╭──

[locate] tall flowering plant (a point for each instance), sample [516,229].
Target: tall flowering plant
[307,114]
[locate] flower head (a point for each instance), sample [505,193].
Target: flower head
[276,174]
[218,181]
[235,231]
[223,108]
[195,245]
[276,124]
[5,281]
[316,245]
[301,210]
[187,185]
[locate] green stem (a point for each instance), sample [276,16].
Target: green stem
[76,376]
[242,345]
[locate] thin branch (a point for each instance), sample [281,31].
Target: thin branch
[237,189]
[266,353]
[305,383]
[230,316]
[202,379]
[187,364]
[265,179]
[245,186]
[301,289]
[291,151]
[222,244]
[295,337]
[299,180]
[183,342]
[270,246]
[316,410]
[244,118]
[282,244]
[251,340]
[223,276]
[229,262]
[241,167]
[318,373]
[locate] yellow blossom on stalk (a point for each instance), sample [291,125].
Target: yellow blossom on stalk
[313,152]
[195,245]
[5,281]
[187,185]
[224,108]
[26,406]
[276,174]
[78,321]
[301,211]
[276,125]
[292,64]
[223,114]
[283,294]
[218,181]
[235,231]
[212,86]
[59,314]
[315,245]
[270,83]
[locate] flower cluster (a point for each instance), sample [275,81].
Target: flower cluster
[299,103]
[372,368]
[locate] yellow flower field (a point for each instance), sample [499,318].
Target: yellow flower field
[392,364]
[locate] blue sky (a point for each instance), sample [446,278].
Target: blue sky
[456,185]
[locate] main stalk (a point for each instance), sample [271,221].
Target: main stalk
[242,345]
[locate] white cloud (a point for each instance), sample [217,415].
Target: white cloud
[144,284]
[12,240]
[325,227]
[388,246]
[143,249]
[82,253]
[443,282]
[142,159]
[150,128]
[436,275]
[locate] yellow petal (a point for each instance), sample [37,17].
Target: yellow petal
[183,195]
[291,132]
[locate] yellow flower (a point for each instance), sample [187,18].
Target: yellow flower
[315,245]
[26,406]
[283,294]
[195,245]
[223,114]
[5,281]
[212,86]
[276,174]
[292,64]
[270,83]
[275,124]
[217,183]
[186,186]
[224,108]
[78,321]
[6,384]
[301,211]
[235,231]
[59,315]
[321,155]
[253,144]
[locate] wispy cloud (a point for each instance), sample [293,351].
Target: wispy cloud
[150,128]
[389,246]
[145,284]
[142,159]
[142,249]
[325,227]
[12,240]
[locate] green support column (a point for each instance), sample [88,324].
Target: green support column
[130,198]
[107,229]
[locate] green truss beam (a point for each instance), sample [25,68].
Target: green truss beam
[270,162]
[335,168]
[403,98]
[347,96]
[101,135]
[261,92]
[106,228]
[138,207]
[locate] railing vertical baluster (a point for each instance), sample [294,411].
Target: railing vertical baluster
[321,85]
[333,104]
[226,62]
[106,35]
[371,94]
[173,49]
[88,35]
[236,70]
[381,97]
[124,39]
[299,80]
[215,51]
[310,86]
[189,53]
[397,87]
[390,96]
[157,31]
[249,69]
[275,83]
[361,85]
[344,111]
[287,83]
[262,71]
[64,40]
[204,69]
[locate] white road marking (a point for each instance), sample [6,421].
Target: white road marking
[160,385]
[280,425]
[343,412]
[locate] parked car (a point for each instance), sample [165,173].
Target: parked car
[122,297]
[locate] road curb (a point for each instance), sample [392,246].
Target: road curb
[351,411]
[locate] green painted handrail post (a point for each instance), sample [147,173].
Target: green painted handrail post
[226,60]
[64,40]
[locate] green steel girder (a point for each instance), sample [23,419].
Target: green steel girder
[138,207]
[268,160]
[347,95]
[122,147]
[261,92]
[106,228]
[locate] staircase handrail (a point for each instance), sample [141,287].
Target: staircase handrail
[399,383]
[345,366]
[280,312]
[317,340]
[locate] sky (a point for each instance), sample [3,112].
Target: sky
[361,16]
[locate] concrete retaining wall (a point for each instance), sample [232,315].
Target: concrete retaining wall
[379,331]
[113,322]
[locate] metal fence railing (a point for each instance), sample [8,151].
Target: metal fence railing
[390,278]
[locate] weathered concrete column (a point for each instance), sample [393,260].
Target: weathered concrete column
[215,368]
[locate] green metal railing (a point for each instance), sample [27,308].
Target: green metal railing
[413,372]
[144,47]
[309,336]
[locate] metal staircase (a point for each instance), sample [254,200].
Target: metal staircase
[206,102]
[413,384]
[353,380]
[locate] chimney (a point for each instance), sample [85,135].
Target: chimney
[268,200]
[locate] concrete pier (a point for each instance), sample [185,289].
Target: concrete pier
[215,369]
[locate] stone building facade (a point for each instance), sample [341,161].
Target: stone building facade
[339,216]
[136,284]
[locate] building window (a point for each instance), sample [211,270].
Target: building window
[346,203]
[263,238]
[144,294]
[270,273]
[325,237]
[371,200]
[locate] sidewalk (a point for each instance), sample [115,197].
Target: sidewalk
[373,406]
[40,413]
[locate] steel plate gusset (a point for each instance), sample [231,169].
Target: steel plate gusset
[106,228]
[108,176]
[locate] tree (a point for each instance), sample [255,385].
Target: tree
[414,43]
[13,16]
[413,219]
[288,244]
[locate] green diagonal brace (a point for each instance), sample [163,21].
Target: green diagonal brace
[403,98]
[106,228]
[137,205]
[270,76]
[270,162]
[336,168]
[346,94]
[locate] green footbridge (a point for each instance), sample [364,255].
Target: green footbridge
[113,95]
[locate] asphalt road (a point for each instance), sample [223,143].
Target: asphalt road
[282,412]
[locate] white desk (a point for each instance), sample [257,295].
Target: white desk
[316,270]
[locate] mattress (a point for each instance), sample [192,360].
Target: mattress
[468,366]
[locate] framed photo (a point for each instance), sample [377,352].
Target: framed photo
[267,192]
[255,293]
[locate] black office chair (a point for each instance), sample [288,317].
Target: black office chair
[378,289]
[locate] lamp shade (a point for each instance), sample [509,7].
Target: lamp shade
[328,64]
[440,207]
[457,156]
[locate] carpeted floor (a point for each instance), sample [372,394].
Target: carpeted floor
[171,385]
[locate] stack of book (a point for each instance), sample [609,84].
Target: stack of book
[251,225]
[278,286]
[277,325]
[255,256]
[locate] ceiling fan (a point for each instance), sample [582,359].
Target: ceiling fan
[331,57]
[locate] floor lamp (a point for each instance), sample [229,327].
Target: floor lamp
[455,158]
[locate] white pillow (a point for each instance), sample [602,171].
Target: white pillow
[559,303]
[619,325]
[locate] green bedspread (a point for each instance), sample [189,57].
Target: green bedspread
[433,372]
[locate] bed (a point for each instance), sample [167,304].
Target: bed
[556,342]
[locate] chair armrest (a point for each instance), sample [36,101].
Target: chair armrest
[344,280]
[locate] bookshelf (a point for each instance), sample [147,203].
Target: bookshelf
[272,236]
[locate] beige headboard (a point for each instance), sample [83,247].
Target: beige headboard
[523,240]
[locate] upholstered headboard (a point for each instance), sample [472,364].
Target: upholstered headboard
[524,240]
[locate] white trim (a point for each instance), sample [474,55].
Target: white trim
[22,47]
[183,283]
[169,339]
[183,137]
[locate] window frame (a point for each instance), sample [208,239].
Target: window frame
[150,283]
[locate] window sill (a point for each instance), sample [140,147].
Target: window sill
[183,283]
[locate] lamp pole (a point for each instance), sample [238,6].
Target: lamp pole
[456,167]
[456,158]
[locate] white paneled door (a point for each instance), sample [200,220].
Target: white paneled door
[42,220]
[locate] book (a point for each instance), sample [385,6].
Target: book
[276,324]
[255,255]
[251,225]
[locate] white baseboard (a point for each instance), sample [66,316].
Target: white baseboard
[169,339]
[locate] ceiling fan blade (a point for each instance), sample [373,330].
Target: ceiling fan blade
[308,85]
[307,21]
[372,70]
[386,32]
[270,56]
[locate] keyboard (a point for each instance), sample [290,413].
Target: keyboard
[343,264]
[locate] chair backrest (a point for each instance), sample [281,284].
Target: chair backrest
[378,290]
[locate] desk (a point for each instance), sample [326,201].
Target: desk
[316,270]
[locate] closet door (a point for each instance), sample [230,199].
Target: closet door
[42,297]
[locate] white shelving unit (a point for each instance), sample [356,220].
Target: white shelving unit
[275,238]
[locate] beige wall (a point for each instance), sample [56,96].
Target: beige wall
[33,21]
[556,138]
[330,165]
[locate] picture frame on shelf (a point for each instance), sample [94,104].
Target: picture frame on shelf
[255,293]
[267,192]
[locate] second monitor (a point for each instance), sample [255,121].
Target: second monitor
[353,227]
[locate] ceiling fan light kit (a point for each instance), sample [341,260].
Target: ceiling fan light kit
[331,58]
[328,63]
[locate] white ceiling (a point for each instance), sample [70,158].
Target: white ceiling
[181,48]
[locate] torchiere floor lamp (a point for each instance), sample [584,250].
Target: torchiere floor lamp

╰──
╭──

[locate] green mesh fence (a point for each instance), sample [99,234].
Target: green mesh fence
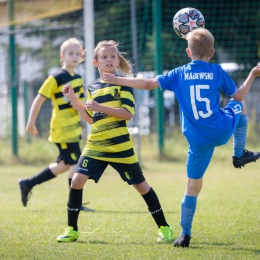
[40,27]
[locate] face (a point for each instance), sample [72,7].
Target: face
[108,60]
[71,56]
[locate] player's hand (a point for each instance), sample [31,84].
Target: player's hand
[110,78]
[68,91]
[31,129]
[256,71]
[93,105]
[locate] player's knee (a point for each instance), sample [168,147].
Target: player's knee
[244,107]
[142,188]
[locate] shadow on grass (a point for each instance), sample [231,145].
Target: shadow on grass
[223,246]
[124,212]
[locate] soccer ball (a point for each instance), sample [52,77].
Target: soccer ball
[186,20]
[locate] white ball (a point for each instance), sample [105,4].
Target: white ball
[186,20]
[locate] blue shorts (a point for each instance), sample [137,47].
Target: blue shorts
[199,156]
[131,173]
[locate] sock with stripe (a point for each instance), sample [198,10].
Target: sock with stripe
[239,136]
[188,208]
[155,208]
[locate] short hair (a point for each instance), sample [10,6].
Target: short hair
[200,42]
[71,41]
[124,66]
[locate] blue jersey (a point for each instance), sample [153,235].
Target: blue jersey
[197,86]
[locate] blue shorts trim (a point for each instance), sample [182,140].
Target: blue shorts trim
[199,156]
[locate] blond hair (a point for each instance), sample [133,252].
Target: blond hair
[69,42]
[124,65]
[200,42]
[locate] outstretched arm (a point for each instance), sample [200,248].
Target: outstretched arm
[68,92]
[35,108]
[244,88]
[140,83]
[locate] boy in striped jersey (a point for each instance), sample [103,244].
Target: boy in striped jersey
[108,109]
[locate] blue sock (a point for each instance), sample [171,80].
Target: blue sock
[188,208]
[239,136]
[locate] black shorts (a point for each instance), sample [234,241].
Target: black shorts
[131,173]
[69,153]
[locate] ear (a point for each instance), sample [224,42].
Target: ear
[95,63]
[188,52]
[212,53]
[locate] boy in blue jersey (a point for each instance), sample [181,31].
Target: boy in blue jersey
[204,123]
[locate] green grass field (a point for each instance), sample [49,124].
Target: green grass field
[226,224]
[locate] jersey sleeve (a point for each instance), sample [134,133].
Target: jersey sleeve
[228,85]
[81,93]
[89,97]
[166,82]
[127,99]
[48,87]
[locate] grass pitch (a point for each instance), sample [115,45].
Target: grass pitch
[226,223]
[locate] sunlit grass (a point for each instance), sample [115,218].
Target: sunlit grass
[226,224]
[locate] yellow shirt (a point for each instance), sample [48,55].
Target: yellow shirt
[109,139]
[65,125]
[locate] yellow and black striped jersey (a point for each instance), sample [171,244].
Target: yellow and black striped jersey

╰──

• Task objective
List every line in the listing above that contains the string "jersey".

• Full solution
[locate] blue jersey (a point for each instance), sample [153,235].
Target: blue jersey
[locate] boy in striped jersey (a point for each instance), sample [103,244].
Target: boy in striped jersey
[locate] boy in blue jersey (a point for each instance), sample [181,31].
Target: boy in blue jersey
[locate] jersey sleeve (a point for each instance), sample [134,133].
Target: jersey sleeve
[locate] yellow and black striped jersey (a point for each instance), sample [171,244].
Target: yellow and black striped jersey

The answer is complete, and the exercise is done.